EXERCISE REQUIREMENTS —
All of the data must be output exactly, with every picture left out.

(Beginning of INFORMATION)

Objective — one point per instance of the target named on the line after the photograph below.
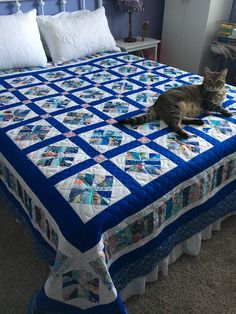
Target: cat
(183, 104)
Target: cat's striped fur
(183, 104)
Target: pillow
(75, 37)
(21, 45)
(41, 19)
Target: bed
(110, 205)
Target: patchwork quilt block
(101, 195)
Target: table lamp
(129, 6)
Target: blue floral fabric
(101, 195)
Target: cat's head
(214, 81)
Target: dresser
(189, 27)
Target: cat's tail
(147, 117)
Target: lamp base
(130, 40)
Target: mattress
(102, 197)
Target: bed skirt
(191, 246)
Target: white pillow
(74, 37)
(41, 19)
(20, 43)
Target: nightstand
(139, 45)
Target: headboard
(41, 4)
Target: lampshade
(129, 5)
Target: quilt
(102, 196)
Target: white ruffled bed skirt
(191, 246)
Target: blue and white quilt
(99, 195)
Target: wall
(118, 21)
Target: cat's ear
(207, 71)
(224, 72)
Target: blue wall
(118, 21)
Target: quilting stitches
(175, 142)
(92, 94)
(143, 164)
(120, 237)
(37, 91)
(91, 189)
(114, 108)
(30, 134)
(54, 75)
(18, 70)
(55, 103)
(10, 116)
(78, 118)
(22, 81)
(149, 163)
(185, 149)
(34, 211)
(7, 99)
(174, 84)
(149, 78)
(83, 69)
(172, 72)
(149, 64)
(101, 77)
(80, 284)
(146, 98)
(57, 157)
(106, 137)
(220, 126)
(72, 84)
(129, 58)
(122, 86)
(107, 63)
(127, 69)
(217, 128)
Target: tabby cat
(182, 104)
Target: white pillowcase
(41, 19)
(74, 37)
(20, 43)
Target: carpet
(198, 285)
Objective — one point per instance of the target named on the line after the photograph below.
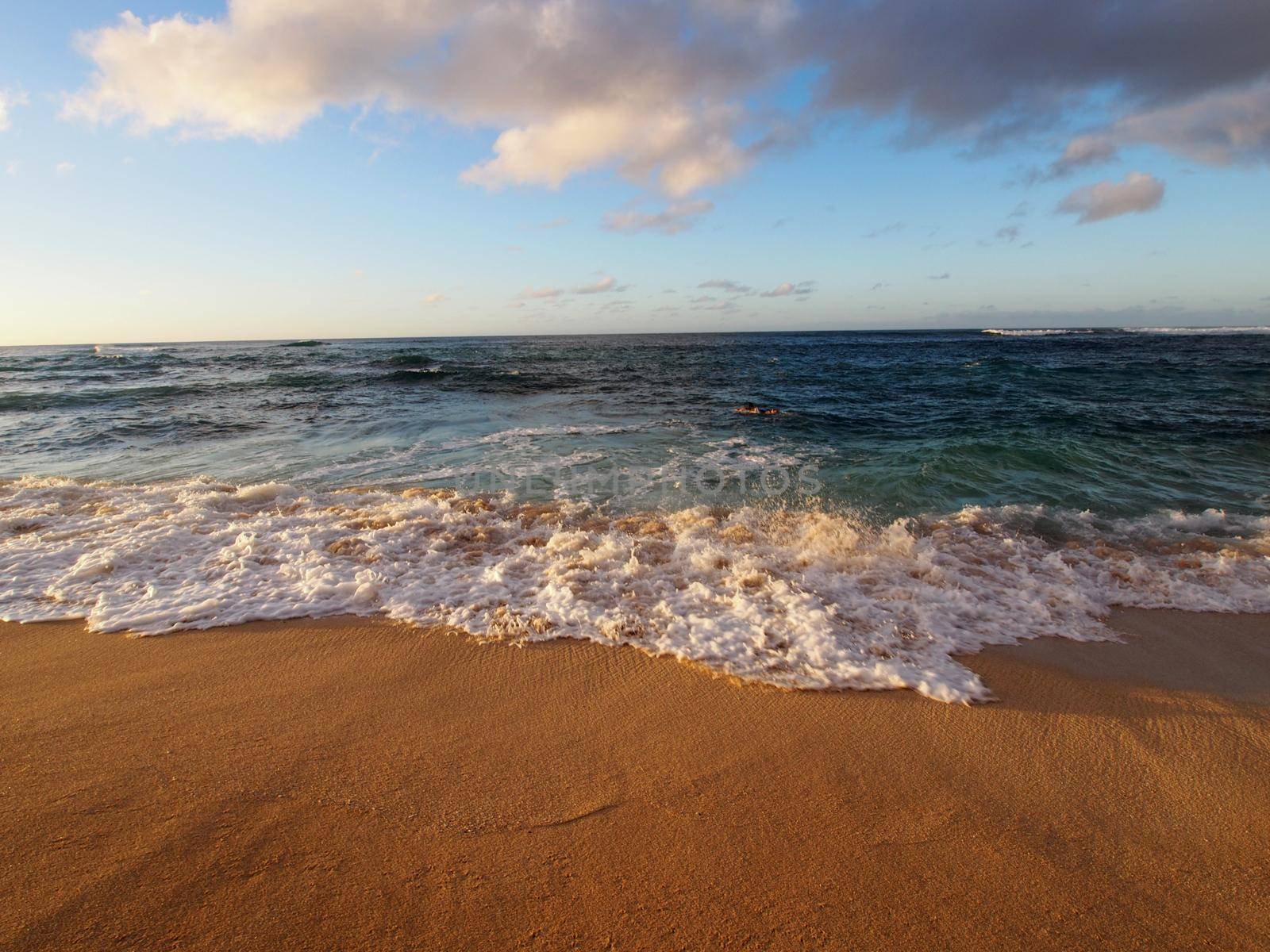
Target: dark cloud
(996, 69)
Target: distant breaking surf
(1053, 332)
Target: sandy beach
(366, 785)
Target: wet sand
(365, 785)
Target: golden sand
(357, 784)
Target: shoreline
(364, 784)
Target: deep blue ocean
(914, 498)
(889, 423)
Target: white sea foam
(1052, 332)
(1187, 332)
(802, 600)
(1034, 332)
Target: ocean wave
(794, 598)
(1060, 332)
(1037, 332)
(1193, 332)
(482, 378)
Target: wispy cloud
(1140, 192)
(787, 289)
(660, 90)
(533, 294)
(10, 101)
(732, 287)
(886, 230)
(602, 286)
(672, 220)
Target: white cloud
(733, 287)
(1219, 129)
(787, 289)
(10, 98)
(1140, 192)
(600, 287)
(658, 89)
(573, 84)
(676, 217)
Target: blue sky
(359, 222)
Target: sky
(272, 169)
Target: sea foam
(794, 598)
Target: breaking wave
(794, 598)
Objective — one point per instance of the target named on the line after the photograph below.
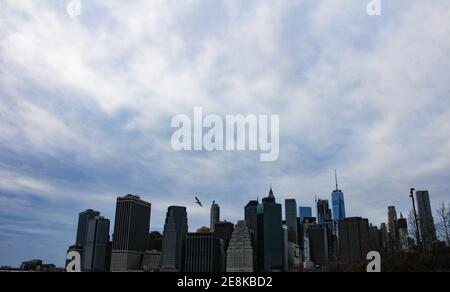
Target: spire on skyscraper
(271, 193)
(335, 177)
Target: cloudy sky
(86, 104)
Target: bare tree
(443, 224)
(412, 228)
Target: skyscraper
(131, 228)
(270, 235)
(215, 215)
(426, 221)
(304, 212)
(151, 261)
(174, 239)
(354, 240)
(291, 220)
(83, 222)
(384, 240)
(203, 253)
(337, 199)
(96, 246)
(318, 236)
(403, 233)
(240, 254)
(323, 212)
(224, 230)
(393, 229)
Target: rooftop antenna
(335, 177)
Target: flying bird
(198, 202)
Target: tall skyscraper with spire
(337, 198)
(323, 212)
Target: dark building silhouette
(131, 228)
(426, 221)
(393, 242)
(353, 240)
(240, 254)
(155, 241)
(151, 261)
(224, 230)
(203, 253)
(290, 208)
(338, 202)
(319, 238)
(304, 212)
(174, 239)
(270, 235)
(323, 212)
(97, 246)
(374, 239)
(251, 219)
(83, 221)
(403, 233)
(76, 248)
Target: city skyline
(86, 103)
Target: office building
(318, 236)
(224, 230)
(403, 234)
(426, 222)
(304, 212)
(203, 253)
(151, 261)
(337, 200)
(393, 229)
(83, 221)
(155, 241)
(240, 253)
(291, 220)
(96, 246)
(323, 212)
(353, 240)
(269, 235)
(131, 228)
(174, 239)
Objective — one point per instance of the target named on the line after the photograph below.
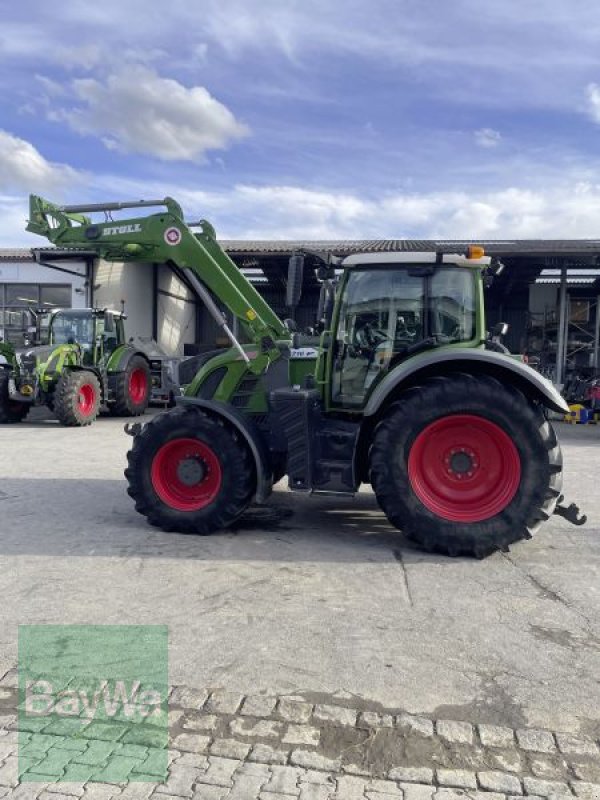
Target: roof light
(475, 251)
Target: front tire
(77, 398)
(465, 465)
(189, 472)
(132, 389)
(11, 411)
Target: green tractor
(83, 363)
(402, 389)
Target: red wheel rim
(464, 468)
(138, 385)
(186, 474)
(86, 399)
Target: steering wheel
(368, 337)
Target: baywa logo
(112, 699)
(93, 703)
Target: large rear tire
(132, 389)
(465, 465)
(77, 398)
(11, 411)
(189, 472)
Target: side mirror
(295, 278)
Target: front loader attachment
(54, 221)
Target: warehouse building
(547, 291)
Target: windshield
(71, 327)
(385, 315)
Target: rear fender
(426, 365)
(121, 356)
(504, 368)
(249, 433)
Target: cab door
(381, 314)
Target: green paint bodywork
(53, 359)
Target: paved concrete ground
(313, 596)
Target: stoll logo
(93, 703)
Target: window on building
(55, 296)
(22, 294)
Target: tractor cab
(97, 331)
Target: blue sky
(306, 119)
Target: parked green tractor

(End of INFORMATION)

RESPONSE —
Objective — one point per instance of the target named on the line after the photograph below.
Target: cat
(183, 104)
Target: cat's striped fur
(183, 104)
Target: pillow
(75, 37)
(21, 45)
(41, 19)
Target: bed
(110, 205)
Target: patchwork quilt block
(101, 195)
Target: table lamp
(129, 6)
Target: blue floral fabric
(101, 195)
Target: cat's head
(214, 81)
Target: dresser
(189, 27)
Target: cat's tail
(147, 117)
Target: lamp base
(130, 40)
Target: mattress
(102, 197)
Target: bed skirt
(191, 246)
Target: white pillow
(74, 37)
(41, 19)
(20, 43)
Target: nightstand
(139, 45)
Target: headboard
(41, 4)
Target: lampshade
(129, 5)
Target: quilt
(102, 196)
Target: white ruffled bed skirt
(191, 246)
Target: blue and white quilt
(99, 195)
Target: wall
(118, 21)
Target: cat's ear
(207, 71)
(224, 72)
Target: blue wall
(118, 21)
Target: quilting stitches
(175, 142)
(92, 94)
(143, 164)
(120, 237)
(37, 91)
(91, 189)
(114, 108)
(30, 134)
(54, 75)
(18, 70)
(55, 103)
(10, 116)
(78, 118)
(22, 81)
(149, 163)
(185, 149)
(34, 211)
(7, 99)
(174, 84)
(149, 78)
(83, 69)
(172, 72)
(149, 64)
(101, 77)
(80, 284)
(146, 98)
(57, 157)
(106, 137)
(220, 126)
(72, 84)
(129, 58)
(122, 86)
(107, 63)
(127, 69)
(217, 128)
Target: tabby cat
(182, 104)
Target: white pillowcase
(41, 19)
(74, 37)
(20, 43)
Target: carpet
(198, 285)
Objective — one point per instance of the target named on the line after the photograph below.
Target: dark cloud
(996, 69)
Target: distant breaking surf
(1053, 332)
Target: sandy beach
(366, 785)
Target: wet sand
(365, 785)
Target: golden sand
(357, 784)
Target: shoreline
(364, 784)
Target: deep blue ocean
(914, 498)
(889, 423)
Target: white sea foam
(1052, 332)
(1187, 332)
(802, 600)
(1034, 332)
Target: ocean wave
(794, 598)
(1060, 332)
(1037, 332)
(1193, 332)
(482, 378)
Target: wispy cloud
(1140, 192)
(787, 289)
(660, 90)
(533, 294)
(10, 101)
(732, 287)
(886, 230)
(602, 286)
(672, 220)
Target: white cloud
(733, 287)
(1219, 129)
(787, 289)
(10, 98)
(1140, 192)
(600, 287)
(658, 89)
(573, 84)
(676, 217)
Target: blue sky
(359, 222)
Target: sky
(272, 169)
Target: sea foam
(794, 598)
Target: breaking wave
(794, 598)
Objective — one point per instance of the target named on the line after the photograph below.
Target: spire on skyscraper
(271, 193)
(335, 177)
Target: cloudy sky
(86, 104)
Target: bare tree
(443, 224)
(412, 228)
Target: skyscraper
(131, 228)
(270, 235)
(215, 215)
(426, 221)
(304, 212)
(151, 261)
(174, 239)
(354, 240)
(291, 220)
(83, 222)
(384, 240)
(203, 253)
(337, 199)
(96, 246)
(318, 236)
(403, 233)
(240, 254)
(323, 212)
(224, 230)
(393, 229)
Target: rooftop antenna
(335, 177)
Target: flying bird
(198, 202)
Target: tall skyscraper with spire
(337, 198)
(323, 212)
Target: dark building silhouette
(131, 228)
(426, 221)
(393, 242)
(353, 240)
(240, 254)
(155, 241)
(151, 261)
(224, 230)
(203, 253)
(290, 208)
(338, 202)
(319, 238)
(304, 212)
(174, 239)
(270, 235)
(323, 212)
(97, 246)
(374, 239)
(251, 219)
(83, 221)
(403, 233)
(76, 248)
Target: city skyline
(86, 103)
Target: office building
(318, 236)
(224, 230)
(403, 234)
(426, 222)
(304, 212)
(203, 253)
(151, 261)
(337, 200)
(393, 229)
(83, 221)
(155, 241)
(240, 253)
(291, 220)
(96, 246)
(323, 212)
(353, 240)
(269, 235)
(131, 228)
(174, 239)
Objective — one point per instance of the target named on the line after the photograph below.
Target: roof light
(475, 251)
Target: front tire
(77, 398)
(465, 465)
(189, 472)
(132, 389)
(11, 411)
Target: green tractor
(83, 363)
(402, 389)
Target: red wheel rim
(464, 468)
(138, 385)
(186, 474)
(86, 399)
Target: steering wheel
(368, 337)
Target: baywa logo
(112, 699)
(93, 703)
Target: large rear tire
(132, 389)
(465, 465)
(77, 398)
(11, 411)
(189, 472)
Target: side mirror
(295, 278)
Target: front loader attachment
(54, 221)
Target: warehouse building
(547, 291)
Target: windshield
(71, 327)
(385, 315)
Target: rear fender
(426, 365)
(121, 356)
(504, 368)
(249, 433)
Target: cab door
(381, 314)
Target: green paint bodywork
(53, 359)
Target: paved concrete ground
(313, 596)
Target: stoll logo
(93, 703)
Target: window on building
(55, 296)
(22, 294)
Target: tractor cab
(97, 331)
Target: blue sky
(306, 119)
Target: parked green tractor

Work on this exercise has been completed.